Work task: Retype verbatim the passage of the article on Surgical Tattoos in Infrared, starting with "Surgical Tattoos in Infrared to" and going on through "of tissue-tracking software.".

Text under study:

# # #

Surgical Tattoos in Infrared to optimize robot-guided surgeries

Stories Nov 1, 2024 4 minutes

Advances in surgical techniques are being assisted by a new approach to evaluate the performance of tissue-tracking software.

Surgeons need a detailed view of tissues when performing complex, non-invasive procedures using robot assistance, making advances in tissue imaging computer software essential to minimise errors. The Surgical Tattoos in Infrared (STIR) technology designed by Vancouver Coastal Health Research Institute researcher Dr. Tim Salcudean and Dr. Adam Schmidt provides a novel way to evaluate tissue tracking algorithms, setting the stage for future advances in image-guided and automated surgeries.

“Tissues have repetitive textures that can prove problematic for computer algorithms used in robot-assisted surgeries to accurately track,” notes Schmidt. 

Dr. Septimiu (Tim) Salcudean is the Charles Laszlo Chair in Biomedical Engineering, jointly appointed between the Department of Electrical and Computer Engineering and the School of Biomedical Engineering at the University of British Columbia (UBC). He also co-leads the Robotics and Control Laboratory at UBC.

# # #

Entries provided:
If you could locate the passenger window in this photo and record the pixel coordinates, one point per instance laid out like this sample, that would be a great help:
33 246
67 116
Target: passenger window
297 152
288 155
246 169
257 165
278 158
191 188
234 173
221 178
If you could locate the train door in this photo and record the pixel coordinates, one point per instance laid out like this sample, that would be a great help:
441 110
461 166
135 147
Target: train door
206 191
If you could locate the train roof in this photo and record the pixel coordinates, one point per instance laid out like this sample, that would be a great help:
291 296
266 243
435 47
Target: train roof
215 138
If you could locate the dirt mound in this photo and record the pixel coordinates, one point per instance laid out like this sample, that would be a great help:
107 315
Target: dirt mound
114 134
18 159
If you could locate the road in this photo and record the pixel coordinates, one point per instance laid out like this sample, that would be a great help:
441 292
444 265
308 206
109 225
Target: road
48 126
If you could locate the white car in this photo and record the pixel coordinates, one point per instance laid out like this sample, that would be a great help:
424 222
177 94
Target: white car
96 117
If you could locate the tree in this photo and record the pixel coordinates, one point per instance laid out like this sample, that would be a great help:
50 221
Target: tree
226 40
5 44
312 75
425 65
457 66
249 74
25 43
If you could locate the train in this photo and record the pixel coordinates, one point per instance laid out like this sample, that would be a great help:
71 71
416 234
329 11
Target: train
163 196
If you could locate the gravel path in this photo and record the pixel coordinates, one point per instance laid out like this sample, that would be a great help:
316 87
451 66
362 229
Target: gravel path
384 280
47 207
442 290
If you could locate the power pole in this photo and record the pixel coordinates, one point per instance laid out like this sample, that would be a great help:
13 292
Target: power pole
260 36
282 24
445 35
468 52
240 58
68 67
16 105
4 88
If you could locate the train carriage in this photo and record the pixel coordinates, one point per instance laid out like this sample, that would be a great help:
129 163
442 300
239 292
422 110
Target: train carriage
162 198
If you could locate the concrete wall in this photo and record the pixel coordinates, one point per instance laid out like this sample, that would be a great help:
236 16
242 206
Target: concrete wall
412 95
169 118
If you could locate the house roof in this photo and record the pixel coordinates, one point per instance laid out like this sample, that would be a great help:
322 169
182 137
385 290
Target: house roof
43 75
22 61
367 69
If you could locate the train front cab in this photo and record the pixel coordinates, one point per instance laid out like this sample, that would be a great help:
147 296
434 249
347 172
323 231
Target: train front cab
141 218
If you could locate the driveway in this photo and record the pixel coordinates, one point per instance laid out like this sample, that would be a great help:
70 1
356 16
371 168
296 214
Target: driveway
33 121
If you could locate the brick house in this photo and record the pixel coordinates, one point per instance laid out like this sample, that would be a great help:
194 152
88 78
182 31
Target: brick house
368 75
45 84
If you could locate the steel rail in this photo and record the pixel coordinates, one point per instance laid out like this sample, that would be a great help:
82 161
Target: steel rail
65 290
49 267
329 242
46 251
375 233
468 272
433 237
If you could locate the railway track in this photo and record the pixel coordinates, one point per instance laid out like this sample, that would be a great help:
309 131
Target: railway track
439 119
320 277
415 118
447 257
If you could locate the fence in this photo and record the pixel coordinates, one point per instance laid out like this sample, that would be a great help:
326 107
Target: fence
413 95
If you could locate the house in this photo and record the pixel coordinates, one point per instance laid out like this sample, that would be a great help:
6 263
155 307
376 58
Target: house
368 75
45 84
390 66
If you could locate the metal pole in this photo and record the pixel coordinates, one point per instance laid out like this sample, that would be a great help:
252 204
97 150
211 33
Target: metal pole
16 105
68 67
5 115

# # #

Problem solution:
Surgical Tattoos in Infrared to optimize robot-guided surgeries

Stories Nov 1, 2024 4 minutes

Advances in surgical techniques are being assisted by a new approach to evaluate the performance of tissue-tracking software.